Recent headlines surrounding big-name IPOs, such as that of Slack and Lyft, have highlighted the very real costs of operating in the cloud. Companies like these are on the hook to pay AWS and other public cloud vendors tens or hundreds of millions of dollars every year, just to run their services.
One of the reasons these price tags have garnered so much interest is that cloud costs often seem unpredictable, and for most businesses, out of their control. It’s a real challenge to get enough visibility into how day-to-day engineering and infrastructure decisions will ultimately impact cloud bills. We call this cloud cost blindness, and it’s a big problem for many businesses.
That said, today we want to talk about why cloud cost blindness isn’t just a problem when it comes to the dollars and cents. Cloud cost blindness doesn’t only impact the bottom line; it also slows down innovation for the business, meaning the true cost can be insidious and far-reaching. Let’s take a look at how this happens, and what you can do about it.
What Is Cloud Cost Blindness?

+-------+

### [DIRECTION]
In the cloud cost text, what name is given to the difficulty of seeing how engineering and infrastructure decisions will affect cloud bills? The records are drawn from a separate source unrelated to the cloud cost text.

+-------+

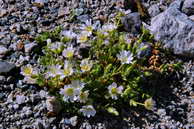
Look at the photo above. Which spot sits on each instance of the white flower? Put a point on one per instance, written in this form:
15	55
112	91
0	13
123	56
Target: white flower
28	71
125	57
54	70
88	111
69	34
87	28
68	52
86	65
83	96
67	70
83	37
69	93
114	91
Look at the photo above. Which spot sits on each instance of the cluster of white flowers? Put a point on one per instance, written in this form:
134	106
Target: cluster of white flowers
86	31
88	111
56	47
57	70
114	90
69	52
125	57
108	28
29	73
86	65
69	34
73	92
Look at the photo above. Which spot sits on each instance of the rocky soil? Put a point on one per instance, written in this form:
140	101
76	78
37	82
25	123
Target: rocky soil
25	106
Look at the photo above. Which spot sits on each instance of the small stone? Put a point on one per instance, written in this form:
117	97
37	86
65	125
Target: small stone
3	51
175	30
6	67
188	7
28	47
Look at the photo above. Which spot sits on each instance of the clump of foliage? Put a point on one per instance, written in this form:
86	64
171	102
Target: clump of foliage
112	75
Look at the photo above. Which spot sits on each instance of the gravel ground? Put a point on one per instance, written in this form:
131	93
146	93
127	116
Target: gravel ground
25	106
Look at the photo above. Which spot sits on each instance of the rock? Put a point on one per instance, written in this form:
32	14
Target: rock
6	67
3	51
53	106
28	47
3	12
132	23
154	10
188	7
2	79
175	30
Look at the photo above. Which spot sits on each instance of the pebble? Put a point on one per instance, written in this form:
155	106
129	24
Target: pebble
6	67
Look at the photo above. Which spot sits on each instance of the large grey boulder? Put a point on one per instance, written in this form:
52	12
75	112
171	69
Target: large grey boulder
132	23
188	7
174	29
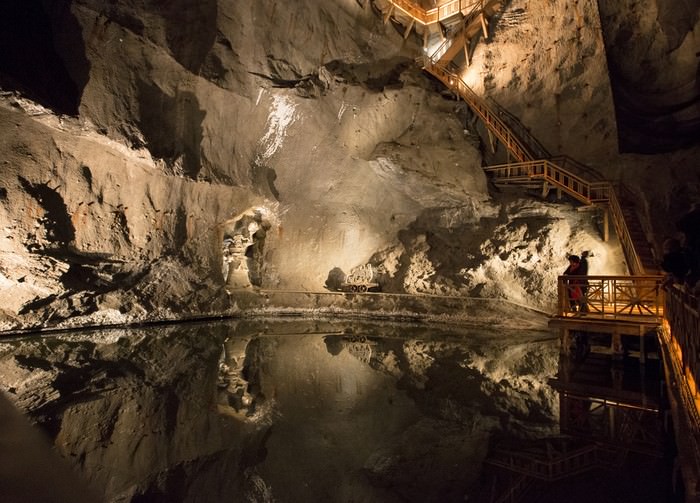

+-------+

### [EXERCISE SOLUTION]
Cloud cost blindness.